start PROVIDED DATA

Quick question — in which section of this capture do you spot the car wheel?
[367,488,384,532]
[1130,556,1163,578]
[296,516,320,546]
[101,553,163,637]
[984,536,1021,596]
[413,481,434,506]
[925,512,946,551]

end PROVIDED DATA

• [DO THIS] Can you recast the items above as a JSON list of strings, with one string per line and no blank lines?

• [SOLUTION TO THE EXERCISE]
[
  "Quick question — in which section of this capture do you spot the car wheel?",
  "[367,488,384,532]",
  "[1130,556,1163,578]",
  "[296,516,320,546]",
  "[101,553,163,637]",
  "[984,536,1021,596]",
  "[413,481,434,506]",
  "[925,512,946,551]"
]